Problems
1. List every question the article on diversity in advertising asks. Include the one in a heading and the ones in parentheses.
2. Go on with the article on diversity in advertising agencies, starting after its last sentence.

Article
A case against well-intentioned diversity efforts

By Donovan Triplett, McGarrah Jessee

September 17, 2018 | 7 min read

Working in advertising is a constant reminder that change is inevitable. You come up with a brilliant tactic for a social platform and a year later, the whole platform is forgotten about. Even the things that aren’t so fleeting, like agency models that have been around for decades, are becoming outdated before our very eyes. This industry conditions you to expect the change to come and our job’s been to respond. But what happens when we put too much faith in the inevitability of change?

Diversity

/ Rawpixel via Unsplash

When it comes to diversity, responses have come more rampantly than change inside agencies – on the integration front and in the ads we create. Responses can be powerful – statement campaigns, participation in diversity programs, etc. – but change is systemic and both more difficult to execute and backtrack on. Ads, with the constant churn of short-term positions to fill, would seem to be the area where change was more accessible; but as recently as 2016, only 19% of ads featured people of color – many of which with depictions certain groups can’t afford.

So what’s in the way? It’s simple to say agencies are undervaluing diversity, but I don’t think that’s the biggest issue. Too often, we look at diversity as a moral dilemma (how can we get people to see the problems and change their perspective?). It is of course, but better intentions often fail to turn into change. Processes on the other hand guide our behavior more consistently than our feelings and that’s where I think the real opportunity is. For example, if you’re restructuring an agency around a new philosophy, you wouldn’t just get employees to buy into the philosophy; you’d enact new systems and guardrails to make sure the agency is practicing what you believe in. The same has to be done for diversity. Because the truth is, good-intentioned people are still going to churn out only marginally diverse work if the system – the context in which agency employees operate – doesn’t get changed.

Are we aiming at the right target?

Agencies are waking up and know that producing more diverse work is the right thing to do, but in practice, it’s been a slow change. What if we shifted the impetus to be about making work more interesting? For years, creative shops have pushed for ideas that break away from cliché, but for the most part, have brought those ideas to life through the same old perspectives and voices. In this society, diversity is, in its own right, a form of unorthodoxy. (And what creative agency doesn’t like unorthodoxy?)

Provided data
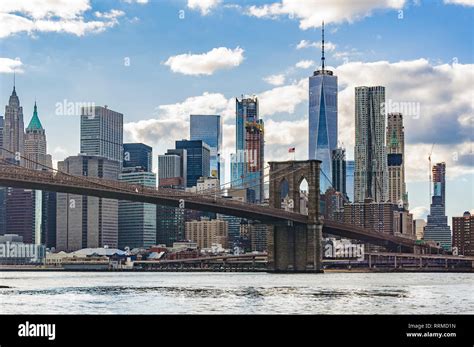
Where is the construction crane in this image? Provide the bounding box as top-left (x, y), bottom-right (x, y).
top-left (428, 143), bottom-right (435, 203)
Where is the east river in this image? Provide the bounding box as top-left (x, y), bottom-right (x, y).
top-left (0, 272), bottom-right (474, 314)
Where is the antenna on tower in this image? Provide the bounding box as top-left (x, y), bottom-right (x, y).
top-left (321, 21), bottom-right (325, 71)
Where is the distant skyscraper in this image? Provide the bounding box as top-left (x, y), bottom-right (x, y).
top-left (118, 168), bottom-right (156, 249)
top-left (56, 155), bottom-right (122, 252)
top-left (25, 102), bottom-right (53, 170)
top-left (346, 160), bottom-right (355, 202)
top-left (424, 163), bottom-right (452, 251)
top-left (231, 96), bottom-right (265, 202)
top-left (308, 23), bottom-right (337, 191)
top-left (81, 106), bottom-right (124, 165)
top-left (453, 211), bottom-right (474, 257)
top-left (3, 81), bottom-right (25, 164)
top-left (176, 140), bottom-right (211, 187)
top-left (123, 143), bottom-right (153, 172)
top-left (332, 148), bottom-right (347, 198)
top-left (189, 114), bottom-right (222, 179)
top-left (354, 86), bottom-right (388, 202)
top-left (386, 113), bottom-right (408, 208)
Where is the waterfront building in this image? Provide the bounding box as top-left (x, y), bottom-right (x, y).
top-left (176, 140), bottom-right (211, 187)
top-left (308, 23), bottom-right (338, 192)
top-left (118, 169), bottom-right (156, 249)
top-left (453, 211), bottom-right (474, 257)
top-left (81, 106), bottom-right (124, 165)
top-left (413, 219), bottom-right (426, 240)
top-left (56, 155), bottom-right (122, 252)
top-left (354, 86), bottom-right (388, 202)
top-left (189, 114), bottom-right (223, 180)
top-left (186, 217), bottom-right (228, 249)
top-left (123, 143), bottom-right (153, 172)
top-left (231, 96), bottom-right (265, 203)
top-left (386, 113), bottom-right (408, 209)
top-left (424, 163), bottom-right (452, 251)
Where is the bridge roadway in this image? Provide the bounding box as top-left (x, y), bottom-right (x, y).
top-left (0, 165), bottom-right (436, 251)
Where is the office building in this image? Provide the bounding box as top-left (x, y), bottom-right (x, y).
top-left (346, 160), bottom-right (355, 202)
top-left (81, 106), bottom-right (124, 165)
top-left (413, 219), bottom-right (426, 240)
top-left (424, 163), bottom-right (452, 251)
top-left (176, 140), bottom-right (211, 187)
top-left (453, 211), bottom-right (474, 257)
top-left (231, 96), bottom-right (265, 203)
top-left (186, 218), bottom-right (228, 249)
top-left (189, 114), bottom-right (222, 180)
top-left (123, 143), bottom-right (153, 172)
top-left (386, 113), bottom-right (408, 209)
top-left (3, 81), bottom-right (25, 165)
top-left (354, 86), bottom-right (388, 202)
top-left (118, 171), bottom-right (156, 249)
top-left (308, 23), bottom-right (338, 192)
top-left (332, 148), bottom-right (347, 199)
top-left (56, 155), bottom-right (122, 252)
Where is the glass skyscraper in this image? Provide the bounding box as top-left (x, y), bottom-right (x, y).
top-left (190, 114), bottom-right (223, 180)
top-left (176, 140), bottom-right (211, 187)
top-left (123, 143), bottom-right (152, 172)
top-left (81, 106), bottom-right (123, 165)
top-left (423, 163), bottom-right (452, 251)
top-left (308, 24), bottom-right (337, 191)
top-left (231, 96), bottom-right (265, 202)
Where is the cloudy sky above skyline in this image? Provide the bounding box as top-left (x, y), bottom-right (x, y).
top-left (0, 0), bottom-right (474, 223)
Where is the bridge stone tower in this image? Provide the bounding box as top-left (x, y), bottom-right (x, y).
top-left (268, 160), bottom-right (322, 272)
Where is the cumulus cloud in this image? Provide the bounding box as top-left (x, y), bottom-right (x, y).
top-left (296, 40), bottom-right (336, 51)
top-left (187, 0), bottom-right (222, 16)
top-left (263, 74), bottom-right (285, 86)
top-left (164, 47), bottom-right (244, 75)
top-left (444, 0), bottom-right (474, 6)
top-left (0, 0), bottom-right (124, 38)
top-left (257, 78), bottom-right (308, 116)
top-left (246, 0), bottom-right (406, 30)
top-left (0, 58), bottom-right (23, 73)
top-left (295, 60), bottom-right (316, 69)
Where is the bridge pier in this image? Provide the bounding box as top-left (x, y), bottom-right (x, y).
top-left (267, 160), bottom-right (322, 273)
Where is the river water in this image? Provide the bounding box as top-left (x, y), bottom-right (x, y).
top-left (0, 272), bottom-right (474, 314)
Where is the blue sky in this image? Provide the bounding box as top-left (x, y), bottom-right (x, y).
top-left (0, 0), bottom-right (474, 223)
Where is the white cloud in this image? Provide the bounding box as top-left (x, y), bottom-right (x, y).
top-left (0, 58), bottom-right (23, 73)
top-left (257, 78), bottom-right (308, 116)
top-left (444, 0), bottom-right (474, 6)
top-left (122, 0), bottom-right (148, 5)
top-left (164, 47), bottom-right (244, 75)
top-left (295, 60), bottom-right (316, 69)
top-left (188, 0), bottom-right (222, 16)
top-left (0, 0), bottom-right (124, 38)
top-left (246, 0), bottom-right (406, 30)
top-left (296, 40), bottom-right (336, 52)
top-left (263, 74), bottom-right (285, 86)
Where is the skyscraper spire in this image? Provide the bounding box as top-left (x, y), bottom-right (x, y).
top-left (321, 21), bottom-right (325, 71)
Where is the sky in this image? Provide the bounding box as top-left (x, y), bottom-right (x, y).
top-left (0, 0), bottom-right (474, 221)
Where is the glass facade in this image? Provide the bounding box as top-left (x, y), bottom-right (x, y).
top-left (118, 171), bottom-right (156, 249)
top-left (123, 143), bottom-right (153, 172)
top-left (176, 140), bottom-right (211, 187)
top-left (309, 70), bottom-right (337, 191)
top-left (190, 114), bottom-right (222, 180)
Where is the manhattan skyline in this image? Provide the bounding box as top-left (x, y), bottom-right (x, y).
top-left (0, 1), bottom-right (474, 221)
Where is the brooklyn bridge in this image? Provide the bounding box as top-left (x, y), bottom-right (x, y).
top-left (0, 160), bottom-right (439, 272)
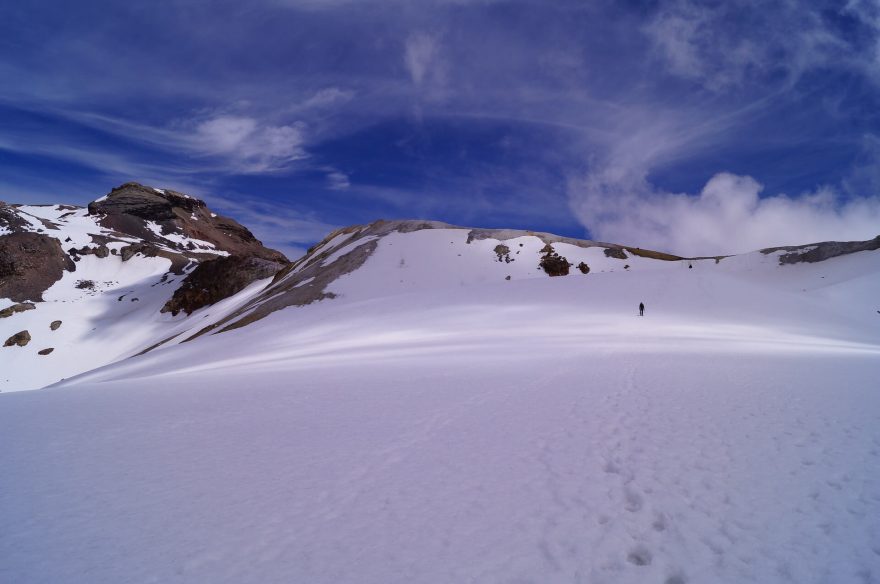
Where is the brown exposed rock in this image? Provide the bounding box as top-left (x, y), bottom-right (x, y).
top-left (162, 256), bottom-right (285, 316)
top-left (89, 183), bottom-right (287, 262)
top-left (3, 331), bottom-right (31, 347)
top-left (0, 232), bottom-right (76, 302)
top-left (0, 201), bottom-right (30, 233)
top-left (0, 302), bottom-right (36, 318)
top-left (539, 243), bottom-right (571, 276)
top-left (119, 243), bottom-right (190, 274)
top-left (494, 243), bottom-right (513, 264)
top-left (67, 244), bottom-right (110, 258)
top-left (761, 235), bottom-right (880, 265)
top-left (602, 247), bottom-right (629, 260)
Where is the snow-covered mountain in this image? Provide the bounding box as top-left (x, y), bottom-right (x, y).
top-left (0, 183), bottom-right (287, 391)
top-left (0, 183), bottom-right (880, 391)
top-left (0, 185), bottom-right (880, 584)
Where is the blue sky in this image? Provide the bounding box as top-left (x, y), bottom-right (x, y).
top-left (0, 0), bottom-right (880, 255)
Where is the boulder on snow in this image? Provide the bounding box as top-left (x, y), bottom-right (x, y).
top-left (0, 302), bottom-right (36, 318)
top-left (3, 331), bottom-right (31, 347)
top-left (603, 247), bottom-right (629, 260)
top-left (540, 243), bottom-right (571, 276)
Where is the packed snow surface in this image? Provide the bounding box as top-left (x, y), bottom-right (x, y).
top-left (0, 230), bottom-right (880, 584)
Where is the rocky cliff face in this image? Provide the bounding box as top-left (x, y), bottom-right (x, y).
top-left (88, 183), bottom-right (287, 263)
top-left (0, 232), bottom-right (76, 302)
top-left (0, 183), bottom-right (287, 306)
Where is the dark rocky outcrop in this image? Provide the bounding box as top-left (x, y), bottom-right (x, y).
top-left (3, 331), bottom-right (31, 347)
top-left (493, 243), bottom-right (513, 264)
top-left (761, 235), bottom-right (880, 265)
top-left (0, 201), bottom-right (30, 233)
top-left (67, 244), bottom-right (110, 258)
top-left (0, 302), bottom-right (36, 318)
top-left (89, 183), bottom-right (287, 262)
top-left (162, 256), bottom-right (285, 316)
top-left (602, 247), bottom-right (629, 260)
top-left (0, 232), bottom-right (76, 302)
top-left (539, 243), bottom-right (571, 276)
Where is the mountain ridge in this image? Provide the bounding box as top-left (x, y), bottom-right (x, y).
top-left (0, 183), bottom-right (880, 391)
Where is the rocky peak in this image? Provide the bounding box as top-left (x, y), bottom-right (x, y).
top-left (88, 182), bottom-right (287, 263)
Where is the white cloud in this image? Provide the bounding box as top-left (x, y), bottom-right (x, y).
top-left (572, 173), bottom-right (880, 256)
top-left (642, 0), bottom-right (856, 92)
top-left (187, 115), bottom-right (307, 173)
top-left (403, 33), bottom-right (439, 86)
top-left (303, 87), bottom-right (354, 108)
top-left (327, 170), bottom-right (351, 191)
top-left (205, 194), bottom-right (338, 260)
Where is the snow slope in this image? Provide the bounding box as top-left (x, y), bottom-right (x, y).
top-left (0, 205), bottom-right (280, 392)
top-left (0, 229), bottom-right (880, 584)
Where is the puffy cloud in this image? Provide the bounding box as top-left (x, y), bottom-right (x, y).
top-left (572, 169), bottom-right (880, 256)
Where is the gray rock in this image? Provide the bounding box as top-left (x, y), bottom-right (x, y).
top-left (3, 331), bottom-right (31, 347)
top-left (0, 302), bottom-right (36, 318)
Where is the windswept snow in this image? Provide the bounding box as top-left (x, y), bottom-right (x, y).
top-left (0, 229), bottom-right (880, 584)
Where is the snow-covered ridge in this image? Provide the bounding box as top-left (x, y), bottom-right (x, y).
top-left (0, 194), bottom-right (877, 391)
top-left (0, 183), bottom-right (286, 391)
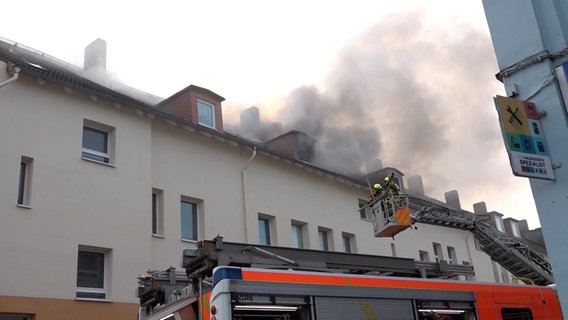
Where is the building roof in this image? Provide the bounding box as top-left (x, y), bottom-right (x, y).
top-left (0, 38), bottom-right (365, 188)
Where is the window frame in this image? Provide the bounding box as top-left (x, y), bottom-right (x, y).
top-left (17, 156), bottom-right (33, 208)
top-left (495, 215), bottom-right (505, 232)
top-left (197, 99), bottom-right (216, 129)
top-left (180, 197), bottom-right (200, 242)
top-left (341, 232), bottom-right (355, 253)
top-left (358, 199), bottom-right (373, 221)
top-left (258, 214), bottom-right (274, 246)
top-left (318, 227), bottom-right (333, 251)
top-left (75, 245), bottom-right (111, 300)
top-left (152, 188), bottom-right (164, 238)
top-left (432, 242), bottom-right (444, 262)
top-left (418, 250), bottom-right (430, 262)
top-left (446, 246), bottom-right (458, 264)
top-left (291, 221), bottom-right (306, 249)
top-left (81, 119), bottom-right (115, 165)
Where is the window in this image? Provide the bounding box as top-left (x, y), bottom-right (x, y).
top-left (197, 99), bottom-right (215, 128)
top-left (181, 199), bottom-right (198, 241)
top-left (318, 228), bottom-right (331, 251)
top-left (359, 199), bottom-right (373, 220)
top-left (341, 232), bottom-right (355, 252)
top-left (18, 156), bottom-right (33, 207)
top-left (152, 189), bottom-right (164, 236)
top-left (432, 242), bottom-right (444, 262)
top-left (448, 246), bottom-right (458, 264)
top-left (292, 221), bottom-right (305, 248)
top-left (462, 261), bottom-right (475, 281)
top-left (82, 120), bottom-right (114, 164)
top-left (501, 308), bottom-right (533, 320)
top-left (511, 221), bottom-right (521, 238)
top-left (258, 215), bottom-right (272, 246)
top-left (77, 246), bottom-right (110, 299)
top-left (495, 216), bottom-right (505, 232)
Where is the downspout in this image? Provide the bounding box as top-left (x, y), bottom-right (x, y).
top-left (241, 146), bottom-right (256, 243)
top-left (0, 66), bottom-right (20, 88)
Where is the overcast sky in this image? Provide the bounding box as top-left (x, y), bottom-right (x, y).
top-left (0, 0), bottom-right (540, 228)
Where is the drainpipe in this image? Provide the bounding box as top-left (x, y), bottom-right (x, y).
top-left (0, 66), bottom-right (20, 88)
top-left (241, 147), bottom-right (256, 243)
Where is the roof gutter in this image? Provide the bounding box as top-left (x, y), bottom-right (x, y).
top-left (0, 65), bottom-right (20, 88)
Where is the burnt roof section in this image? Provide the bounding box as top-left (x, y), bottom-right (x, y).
top-left (0, 38), bottom-right (366, 188)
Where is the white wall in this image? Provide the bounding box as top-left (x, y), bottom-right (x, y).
top-left (0, 69), bottom-right (502, 302)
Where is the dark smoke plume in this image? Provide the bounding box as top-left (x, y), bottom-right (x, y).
top-left (229, 12), bottom-right (524, 215)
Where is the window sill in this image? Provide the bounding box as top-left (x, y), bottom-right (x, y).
top-left (75, 298), bottom-right (112, 303)
top-left (81, 157), bottom-right (115, 168)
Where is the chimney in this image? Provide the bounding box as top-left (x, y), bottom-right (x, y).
top-left (265, 130), bottom-right (317, 163)
top-left (156, 85), bottom-right (225, 132)
top-left (365, 158), bottom-right (383, 173)
top-left (241, 106), bottom-right (260, 137)
top-left (406, 175), bottom-right (426, 198)
top-left (444, 190), bottom-right (461, 209)
top-left (83, 39), bottom-right (106, 72)
top-left (473, 201), bottom-right (487, 214)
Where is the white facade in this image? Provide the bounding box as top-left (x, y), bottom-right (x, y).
top-left (0, 51), bottom-right (510, 319)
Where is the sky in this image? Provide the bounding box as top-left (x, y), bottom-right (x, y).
top-left (0, 0), bottom-right (540, 228)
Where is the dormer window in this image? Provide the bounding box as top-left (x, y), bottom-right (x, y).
top-left (511, 221), bottom-right (521, 238)
top-left (495, 216), bottom-right (505, 232)
top-left (197, 99), bottom-right (215, 129)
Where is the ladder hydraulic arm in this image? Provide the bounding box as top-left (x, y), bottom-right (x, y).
top-left (410, 199), bottom-right (554, 285)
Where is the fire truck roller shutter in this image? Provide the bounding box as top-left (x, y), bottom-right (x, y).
top-left (314, 297), bottom-right (414, 320)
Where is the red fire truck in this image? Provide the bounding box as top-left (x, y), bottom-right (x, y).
top-left (138, 238), bottom-right (562, 320)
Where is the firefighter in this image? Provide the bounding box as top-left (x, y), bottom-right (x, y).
top-left (372, 183), bottom-right (384, 199)
top-left (384, 177), bottom-right (400, 196)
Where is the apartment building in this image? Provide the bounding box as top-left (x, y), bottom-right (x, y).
top-left (0, 40), bottom-right (520, 320)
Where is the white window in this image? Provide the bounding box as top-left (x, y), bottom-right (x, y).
top-left (341, 232), bottom-right (355, 252)
top-left (418, 250), bottom-right (430, 262)
top-left (495, 215), bottom-right (505, 232)
top-left (258, 214), bottom-right (274, 246)
top-left (152, 189), bottom-right (164, 236)
top-left (292, 221), bottom-right (305, 248)
top-left (359, 199), bottom-right (373, 220)
top-left (318, 227), bottom-right (332, 251)
top-left (18, 156), bottom-right (33, 207)
top-left (184, 199), bottom-right (198, 241)
top-left (432, 242), bottom-right (444, 262)
top-left (81, 119), bottom-right (114, 164)
top-left (76, 246), bottom-right (110, 299)
top-left (448, 246), bottom-right (458, 264)
top-left (197, 99), bottom-right (215, 129)
top-left (391, 242), bottom-right (396, 257)
top-left (511, 221), bottom-right (521, 238)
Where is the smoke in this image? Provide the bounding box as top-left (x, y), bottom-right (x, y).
top-left (230, 12), bottom-right (532, 218)
top-left (270, 12), bottom-right (501, 186)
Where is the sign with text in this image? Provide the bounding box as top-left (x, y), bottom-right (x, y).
top-left (495, 96), bottom-right (555, 180)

Answers to the exercises
1.
1. But what happens when we put too much faith in the inevitability of change?
2. So what's in the way?
3. How can we get people to see the problems and change their perspective?
4. Are we aiming at the right target?
5. What if we shifted the impetus to be about making work more interesting?
6. And what creative agency doesn't like unorthodoxy?

2.
While yes, ads aren’t as white and male as they used to be, diversity has quietly fallen into its own conventions. There’s the statement ad with every race and orientation (e.g. Gap’s “Bridging the Gap”), the purposeful ad that taps into an audience or a cultural tension (e.g. 84 Lumber’s “The Entire Journey”), the ad with the Black best friend for balance (too many to name), and others we’re familiar with.

Don’t get me wrong, I love seeing many of these and the good ones can be powerful, but in many ways, they’ve contained diversity to roles that need a purpose.

For instance, how often do you see a general market ad with three Black people who aren’t related or celebrities/athletes? How often do you see a disabled person when it isn’t about his or her disability? How often do you see a person wearing a hijab when the ad isn’t making some kind of point? In the agency world, none of these things would happen coincidentally, but pushing towards that gets us farther. Of course, every ad doesn’t need diversity squeezed in, but the more we deviate from the lanes diversity has been relegated to, the more interesting and relevant things become.

A case for adjustments

Changing an internal process to make diversity more likely can sound big and intangible; but it gets easier when you put the focus on finding smart adjustments you can socialize, then having leadership that’s willing to hold the agency to it. (Either one without the other doesn’t work.) There are several adjustments I've found useful to activate in each of the core disciplines. None are revolutionary, but if integrated into the process, can help make a diverse output more likely.

Here’s a quick mashup:

  • Audit your account’s work and turn gaps into goals. Intangible goals like “more diversity” are harder to achieve. But if you look back at the last three years and see that only 15% of people in ads were of color, or notice reoccurring casual stereotypes, that makes improvement concrete.
  • Start with the comps. From the beginning, comps create the image of the ad in our heads and the clients’; starting there makes a diverse end more likely. Twenty20, Dissolve, Stocksy, 500px, Offset, CreateHer Stock and Mockupdated all have more diverse imagery. Challenge creatives to bookmark and create agency accounts.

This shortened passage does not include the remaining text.